• Exercise details
Output the records below as a two-column CSV with the header row instruction,response and one row per record. Put the record's text in the first column and its answer in the second, each as a single quoted field with line breaks replaced by spaces.
══ Data records ══
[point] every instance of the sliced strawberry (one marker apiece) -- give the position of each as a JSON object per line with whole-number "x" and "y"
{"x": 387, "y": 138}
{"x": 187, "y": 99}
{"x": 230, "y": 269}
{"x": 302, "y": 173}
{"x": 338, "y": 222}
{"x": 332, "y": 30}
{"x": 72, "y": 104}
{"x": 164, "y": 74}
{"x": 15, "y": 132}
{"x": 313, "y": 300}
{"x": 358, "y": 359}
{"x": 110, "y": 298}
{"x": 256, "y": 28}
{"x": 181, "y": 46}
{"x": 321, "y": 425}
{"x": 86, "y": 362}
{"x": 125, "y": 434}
═══
• Exercise result
instruction,response
"[point] every instance of the sliced strawberry (one marker apiece) -- give the position of each as a JSON object per line with whole-number ""x"" and ""y""","{""x"": 387, ""y"": 138} {""x"": 187, ""y"": 99} {""x"": 230, ""y"": 269} {""x"": 302, ""y"": 173} {""x"": 338, ""y"": 222} {""x"": 332, ""y"": 30} {""x"": 72, ""y"": 104} {""x"": 164, ""y"": 74} {""x"": 15, ""y"": 132} {""x"": 313, ""y"": 300} {""x"": 358, ""y"": 359} {""x"": 110, ""y"": 298} {""x"": 256, ""y"": 28} {""x"": 181, ""y"": 46} {""x"": 321, ""y"": 425} {""x"": 86, ""y"": 362} {""x"": 125, ""y"": 434}"